◆ **WHAT YOU WILL DO**: Nothing but the lines from the one with "Prompt: place one marker on each instance of the white life" to the final line should be returned, each exactly as it appears.

◆ **INPUT FOR THIS TASK**:

....................

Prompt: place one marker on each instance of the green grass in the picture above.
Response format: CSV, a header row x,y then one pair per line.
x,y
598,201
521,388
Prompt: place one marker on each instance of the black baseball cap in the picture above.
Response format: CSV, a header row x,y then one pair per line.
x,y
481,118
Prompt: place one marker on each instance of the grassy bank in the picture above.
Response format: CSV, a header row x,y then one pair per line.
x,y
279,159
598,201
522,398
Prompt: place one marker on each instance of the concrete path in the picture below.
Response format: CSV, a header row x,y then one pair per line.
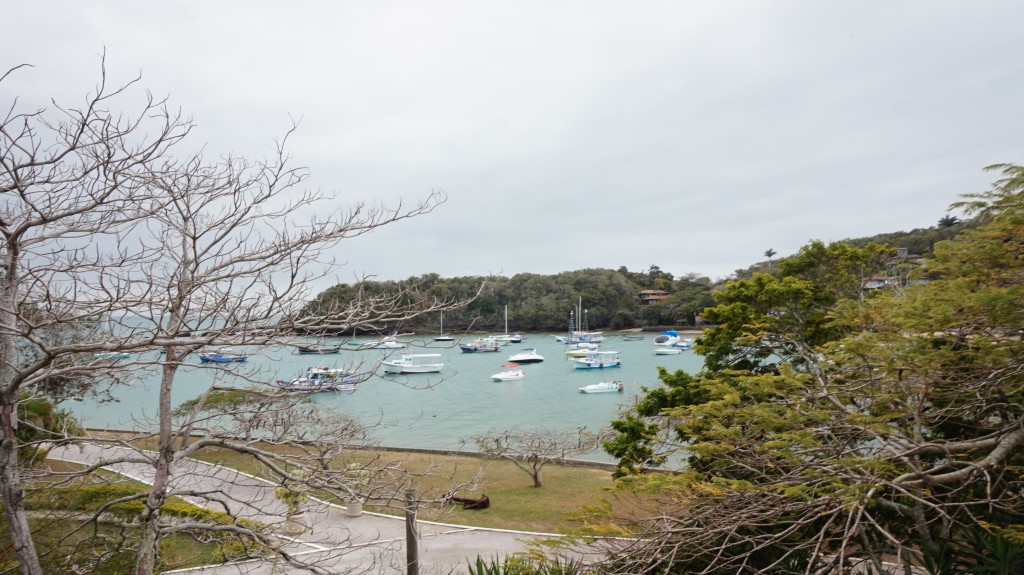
x,y
330,539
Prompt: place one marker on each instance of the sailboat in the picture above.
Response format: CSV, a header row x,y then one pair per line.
x,y
578,328
442,337
509,338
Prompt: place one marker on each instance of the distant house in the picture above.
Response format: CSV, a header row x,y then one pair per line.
x,y
648,297
899,272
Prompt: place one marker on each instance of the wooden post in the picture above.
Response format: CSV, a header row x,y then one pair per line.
x,y
412,543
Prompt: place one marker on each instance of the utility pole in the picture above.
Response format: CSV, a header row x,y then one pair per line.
x,y
412,543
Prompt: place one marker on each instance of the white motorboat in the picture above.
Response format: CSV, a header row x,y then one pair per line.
x,y
482,345
222,355
668,350
667,338
508,376
686,343
527,355
603,387
317,349
321,379
596,359
414,363
390,342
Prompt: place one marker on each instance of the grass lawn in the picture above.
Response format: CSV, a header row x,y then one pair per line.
x,y
515,503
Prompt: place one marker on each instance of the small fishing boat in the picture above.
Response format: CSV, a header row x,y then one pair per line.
x,y
414,363
597,360
321,379
603,387
577,351
526,355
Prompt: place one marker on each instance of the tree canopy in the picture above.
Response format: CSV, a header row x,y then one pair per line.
x,y
829,428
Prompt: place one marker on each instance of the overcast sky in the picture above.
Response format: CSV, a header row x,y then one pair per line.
x,y
691,135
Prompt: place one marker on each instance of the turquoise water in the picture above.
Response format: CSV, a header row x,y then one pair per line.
x,y
431,410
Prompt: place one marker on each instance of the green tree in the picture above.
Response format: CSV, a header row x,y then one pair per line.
x,y
886,427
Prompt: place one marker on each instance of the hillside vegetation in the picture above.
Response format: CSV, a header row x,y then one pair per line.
x,y
543,303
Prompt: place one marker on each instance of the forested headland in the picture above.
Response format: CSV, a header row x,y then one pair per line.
x,y
543,303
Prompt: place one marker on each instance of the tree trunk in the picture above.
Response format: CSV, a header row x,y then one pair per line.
x,y
13,494
11,491
148,550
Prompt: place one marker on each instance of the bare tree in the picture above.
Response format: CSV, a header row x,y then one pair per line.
x,y
109,224
530,450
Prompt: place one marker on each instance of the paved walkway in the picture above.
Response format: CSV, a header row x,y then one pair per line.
x,y
330,539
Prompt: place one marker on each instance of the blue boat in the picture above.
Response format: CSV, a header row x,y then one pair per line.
x,y
597,360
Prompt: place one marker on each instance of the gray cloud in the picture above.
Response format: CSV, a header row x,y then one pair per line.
x,y
689,135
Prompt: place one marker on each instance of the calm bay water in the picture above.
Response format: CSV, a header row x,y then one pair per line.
x,y
432,410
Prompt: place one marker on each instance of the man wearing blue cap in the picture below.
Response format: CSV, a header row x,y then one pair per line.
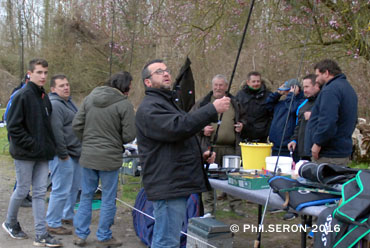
x,y
292,90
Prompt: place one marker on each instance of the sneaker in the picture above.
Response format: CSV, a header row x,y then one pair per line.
x,y
59,230
15,231
310,235
207,215
46,240
239,212
109,243
27,202
290,216
68,222
79,241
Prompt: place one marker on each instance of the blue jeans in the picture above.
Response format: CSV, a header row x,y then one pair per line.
x,y
65,177
169,216
82,219
29,173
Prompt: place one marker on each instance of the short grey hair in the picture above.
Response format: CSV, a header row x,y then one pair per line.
x,y
220,76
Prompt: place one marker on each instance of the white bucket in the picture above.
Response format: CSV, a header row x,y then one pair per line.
x,y
285,164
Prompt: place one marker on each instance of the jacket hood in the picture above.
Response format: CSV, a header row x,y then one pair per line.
x,y
56,97
261,91
105,96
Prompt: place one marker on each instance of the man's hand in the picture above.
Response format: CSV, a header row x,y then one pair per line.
x,y
222,104
315,150
292,145
307,115
282,92
294,89
208,130
209,159
238,127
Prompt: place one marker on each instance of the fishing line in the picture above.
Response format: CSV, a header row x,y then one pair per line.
x,y
256,242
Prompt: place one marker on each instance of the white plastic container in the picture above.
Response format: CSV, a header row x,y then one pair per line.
x,y
285,164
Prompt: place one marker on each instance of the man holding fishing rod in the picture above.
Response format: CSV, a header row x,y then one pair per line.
x,y
172,159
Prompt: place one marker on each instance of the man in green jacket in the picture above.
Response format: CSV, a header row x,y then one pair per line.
x,y
104,122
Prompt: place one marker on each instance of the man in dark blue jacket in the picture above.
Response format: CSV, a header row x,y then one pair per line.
x,y
292,90
171,155
310,89
334,116
65,170
32,144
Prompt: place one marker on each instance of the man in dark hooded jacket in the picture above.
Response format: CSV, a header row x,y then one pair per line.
x,y
292,90
334,116
32,145
310,89
104,122
252,100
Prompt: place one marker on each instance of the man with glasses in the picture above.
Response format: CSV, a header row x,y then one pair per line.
x,y
172,160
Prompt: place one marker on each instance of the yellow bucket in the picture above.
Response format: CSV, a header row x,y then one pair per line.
x,y
254,155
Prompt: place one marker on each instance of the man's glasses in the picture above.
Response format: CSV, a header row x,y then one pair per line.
x,y
159,72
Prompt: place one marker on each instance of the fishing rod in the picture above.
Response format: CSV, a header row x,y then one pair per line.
x,y
213,142
258,240
112,36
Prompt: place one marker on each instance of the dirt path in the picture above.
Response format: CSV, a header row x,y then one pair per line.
x,y
123,229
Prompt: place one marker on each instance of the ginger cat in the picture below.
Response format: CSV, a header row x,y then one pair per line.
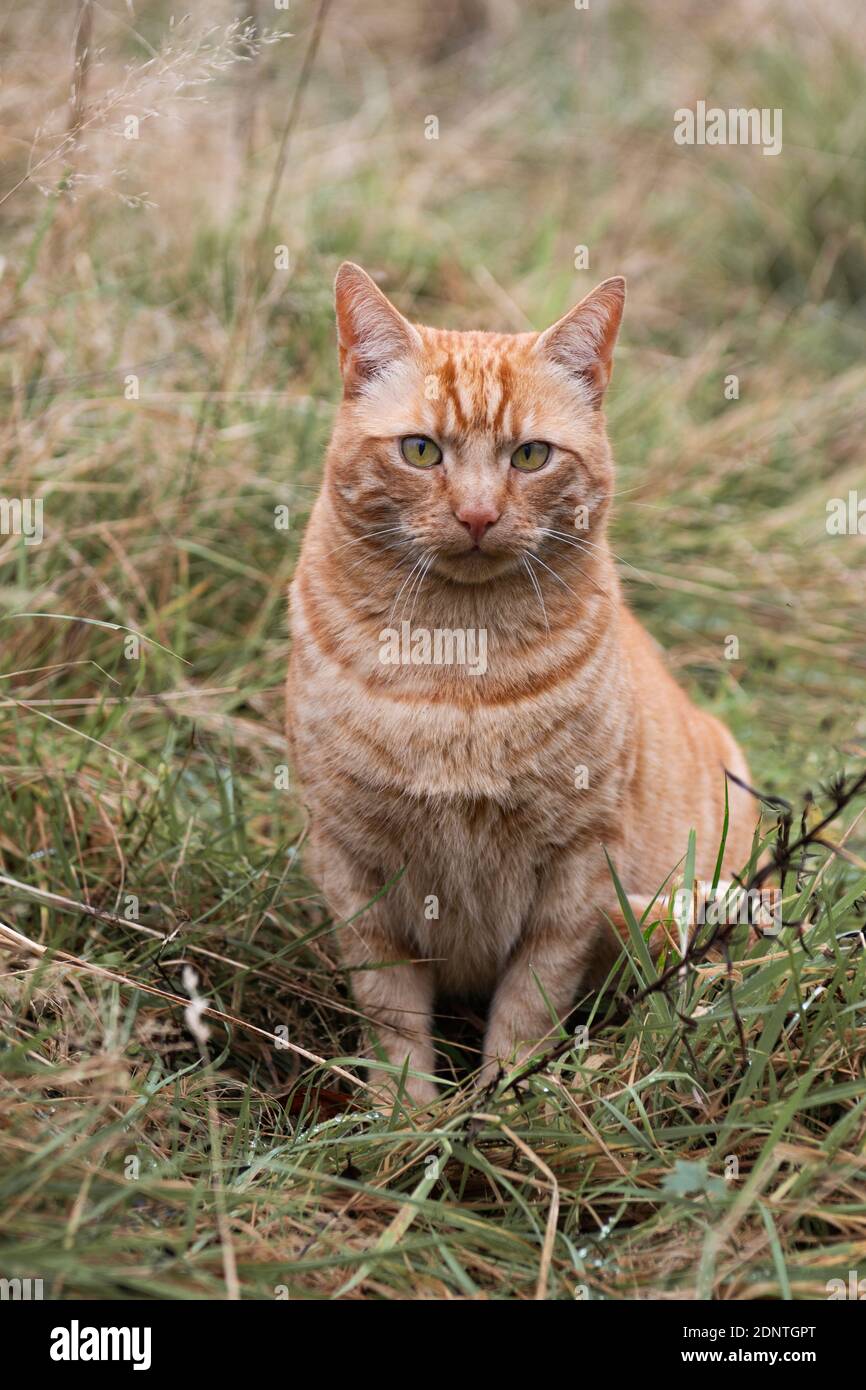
x,y
474,713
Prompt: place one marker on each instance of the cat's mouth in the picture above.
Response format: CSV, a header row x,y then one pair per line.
x,y
474,565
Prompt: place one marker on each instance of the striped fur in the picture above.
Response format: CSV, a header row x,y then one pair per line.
x,y
484,798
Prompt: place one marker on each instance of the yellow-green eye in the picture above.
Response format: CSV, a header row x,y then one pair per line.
x,y
531,456
420,451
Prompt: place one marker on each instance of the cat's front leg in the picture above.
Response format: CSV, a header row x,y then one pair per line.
x,y
563,948
394,993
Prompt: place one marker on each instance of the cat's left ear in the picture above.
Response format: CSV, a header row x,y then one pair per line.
x,y
583,341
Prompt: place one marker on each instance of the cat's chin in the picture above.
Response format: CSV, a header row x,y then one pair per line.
x,y
476,566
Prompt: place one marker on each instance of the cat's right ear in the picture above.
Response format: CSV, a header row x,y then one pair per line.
x,y
371,332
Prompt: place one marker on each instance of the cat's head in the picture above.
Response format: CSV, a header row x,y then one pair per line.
x,y
471,446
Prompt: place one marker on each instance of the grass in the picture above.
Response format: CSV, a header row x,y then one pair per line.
x,y
143,820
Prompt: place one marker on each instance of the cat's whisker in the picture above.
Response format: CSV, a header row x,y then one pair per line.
x,y
369,535
558,577
424,573
591,545
419,562
364,559
524,558
413,587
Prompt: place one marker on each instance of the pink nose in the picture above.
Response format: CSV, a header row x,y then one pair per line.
x,y
477,517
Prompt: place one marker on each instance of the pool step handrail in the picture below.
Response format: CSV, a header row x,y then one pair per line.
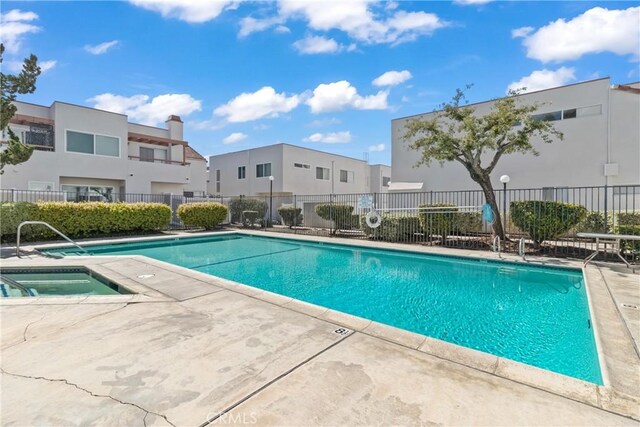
x,y
495,246
522,249
46,224
15,284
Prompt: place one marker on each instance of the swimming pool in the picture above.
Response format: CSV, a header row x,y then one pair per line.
x,y
532,314
48,281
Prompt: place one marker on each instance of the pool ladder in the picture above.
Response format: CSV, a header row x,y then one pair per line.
x,y
495,246
46,224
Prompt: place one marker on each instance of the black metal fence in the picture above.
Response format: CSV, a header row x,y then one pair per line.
x,y
436,218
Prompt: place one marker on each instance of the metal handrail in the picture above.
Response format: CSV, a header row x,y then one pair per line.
x,y
495,246
15,284
59,233
522,248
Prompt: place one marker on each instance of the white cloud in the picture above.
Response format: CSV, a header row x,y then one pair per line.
x,y
234,137
14,25
392,78
192,11
544,79
312,45
324,122
282,29
330,138
149,112
521,32
471,2
597,30
47,65
340,95
101,48
363,20
249,25
264,102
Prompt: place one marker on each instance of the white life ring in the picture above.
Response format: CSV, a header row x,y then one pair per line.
x,y
373,219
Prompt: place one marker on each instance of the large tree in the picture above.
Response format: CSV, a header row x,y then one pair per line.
x,y
11,85
478,142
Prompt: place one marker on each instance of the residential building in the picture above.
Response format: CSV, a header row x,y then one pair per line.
x,y
295,170
91,154
601,146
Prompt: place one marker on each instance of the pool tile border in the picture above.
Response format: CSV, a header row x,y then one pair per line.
x,y
602,397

....................

◆ **FINAL RESULT**:
Prompt: place one marker on each instance of the white life ring in the picture above.
Response format: CSV, a header row x,y then one pair per line.
x,y
373,219
Prompt: place one marker on each instance of the large tree in the picture above.
Response format: CSV, a header row x,y then one pair per line.
x,y
11,85
478,142
Prompt: place one marker on each instance of the residential building in the picture above.
Response format: CSV, a header row x,y then one pair per line.
x,y
295,170
91,154
601,146
Prompt: place one marker on each instance of the pool tile border in the picture above.
Response format: CSV, a header row x,y then one pair per line.
x,y
602,397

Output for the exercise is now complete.